## Supplied passage

☆ ☆ ☆

Use standard, not specialized, file and problem formats

Use standard, not specialized, file and problem formats

In The Cathedral and the Bazaar, Eric S. Raymond discusses two models of code development. He calls these the Cathedral and the Bazaar. The former occurs when a closed group of developers works on a code, whereas in the Bazaar, anyone who has an idea can contribute. As suggested by the name, the latter is a more vibrant model and can adapt quickly to changes. The book was published in the 1990s, and, since then, the Bazaar model has become almost synonymous with open source code, especially since the likes of Github easily enable community code contributions.

I believe the idea goes beyond development style. Even if a geoscience code is open source and its repository is on Github, contributions from non-geoscientists are unlikely. Development is thus still limited to a closed community, like the Cathedral. It may feel like there are a lot of people working in geoscience, especially when you are at the AGU or SEG annual meeting, but limiting development to this group excludes many capable people and reduces the diversity of contributors. With more effort to use tools, techniques, and ways of posing our problems that are common outside our discipline, we might be able to improve this.

☆ ☆ ☆

## Provided material
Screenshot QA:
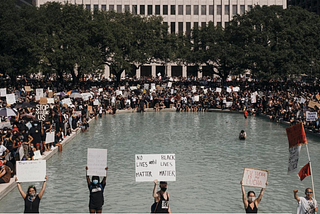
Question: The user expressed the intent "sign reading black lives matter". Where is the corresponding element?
[135,154,176,182]
[35,104,50,121]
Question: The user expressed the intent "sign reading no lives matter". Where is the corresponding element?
[135,154,176,182]
[242,168,269,188]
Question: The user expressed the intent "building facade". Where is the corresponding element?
[33,0,287,77]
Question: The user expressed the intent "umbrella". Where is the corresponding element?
[69,93,82,98]
[15,102,37,108]
[0,108,17,117]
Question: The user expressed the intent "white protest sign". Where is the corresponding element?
[0,88,7,97]
[33,150,42,160]
[16,160,47,182]
[46,132,55,144]
[242,168,269,188]
[47,98,54,104]
[87,148,108,176]
[36,88,43,100]
[288,146,301,174]
[6,94,16,105]
[306,111,318,121]
[135,154,176,182]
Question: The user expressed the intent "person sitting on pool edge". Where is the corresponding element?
[240,181,268,213]
[239,130,247,140]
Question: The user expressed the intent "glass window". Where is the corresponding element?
[209,5,213,15]
[232,5,238,15]
[132,5,138,15]
[124,5,130,12]
[193,5,199,15]
[140,5,146,15]
[162,5,168,15]
[178,22,183,34]
[170,22,176,34]
[201,5,207,15]
[155,5,160,15]
[217,5,222,16]
[186,22,191,35]
[240,5,245,15]
[148,5,152,15]
[178,5,183,15]
[170,5,176,15]
[186,5,191,15]
[117,5,122,13]
[224,5,230,15]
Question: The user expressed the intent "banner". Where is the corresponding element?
[35,104,50,121]
[87,148,108,177]
[46,132,55,144]
[242,168,269,188]
[16,160,47,182]
[6,94,16,105]
[306,111,318,121]
[288,146,301,174]
[286,123,307,148]
[135,154,176,182]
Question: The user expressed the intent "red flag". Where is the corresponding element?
[298,163,311,181]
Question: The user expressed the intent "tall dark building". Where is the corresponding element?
[288,0,320,15]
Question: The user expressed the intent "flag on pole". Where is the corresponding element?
[298,163,311,181]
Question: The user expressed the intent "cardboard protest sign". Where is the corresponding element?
[288,146,301,174]
[286,123,307,148]
[35,104,50,121]
[135,154,176,182]
[87,148,108,176]
[0,88,7,97]
[24,86,31,92]
[6,94,16,105]
[40,97,47,105]
[16,160,47,182]
[306,111,318,121]
[242,168,269,188]
[46,132,55,144]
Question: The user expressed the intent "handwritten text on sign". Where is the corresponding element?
[242,168,268,188]
[135,154,176,182]
[17,160,46,182]
[87,148,108,176]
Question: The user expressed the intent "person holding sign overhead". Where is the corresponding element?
[86,167,108,213]
[240,181,268,213]
[151,179,171,213]
[293,188,318,214]
[16,176,48,213]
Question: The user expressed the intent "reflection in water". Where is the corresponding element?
[0,112,320,213]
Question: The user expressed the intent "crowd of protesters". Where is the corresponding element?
[0,76,320,183]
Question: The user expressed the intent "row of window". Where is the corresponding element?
[86,4,252,15]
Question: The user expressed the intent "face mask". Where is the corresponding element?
[248,197,256,203]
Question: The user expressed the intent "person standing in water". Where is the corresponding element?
[240,181,268,213]
[86,167,108,213]
[16,176,47,213]
[152,179,171,213]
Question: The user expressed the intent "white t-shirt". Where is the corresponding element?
[297,197,318,214]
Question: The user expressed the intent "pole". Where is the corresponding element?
[306,144,316,199]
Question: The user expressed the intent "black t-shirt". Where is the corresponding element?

☆ ☆ ☆

## Using the information
a – Answer these from the passage on standard file formats:
(i) Who wrote The Cathedral and the Bazaar?
(ii) In which decade was that book published?
(iii) Which two annual meetings does the author name?
b – Extend the passage on standard file formats in geoscience code, picking up after its final sentence.

## Answers for the tasks
a –
(i) Eric S. Raymond
(ii) The 1990s
(iii) The AGU and SEG annual meetings

b –
As an example, exploration seismic datasets are often stored in SEG-Y format. There are undoubtedly some advantages to using a specialized format that was designed specifically for our problems, but there are also many disadvantages. An expert in machine learning who has an idea for a new seismic inversion method would need to learn about SEG-Y files and find a tool (from the small range available) for reading them before the idea could be tested. If we instead stored seismic data in a more general and widely used format, such as HDF5, then there would be lower barriers to entry.

A lot of geoscience problems involve using measurements to make predictions. Applying an operator, possibly non-linear, to the measurements transforms them into the predictions. In remote sensing applications like seismic imaging, this is obvious, but other problems can also be posed in this way. For example, in seismic interpretation the measurements are the pixel values of the seismic image and the predictions are subsurface structures such as horizons and faults. Applying a neural network classifier to the pixels can transform them into the predictions. The advantage of posing problems in this way is that this is the typical form used in data science. The problem then becomes recognizable to large new groups of researchers and developers, and the tools and techniques developed for other fields can be more easily applied.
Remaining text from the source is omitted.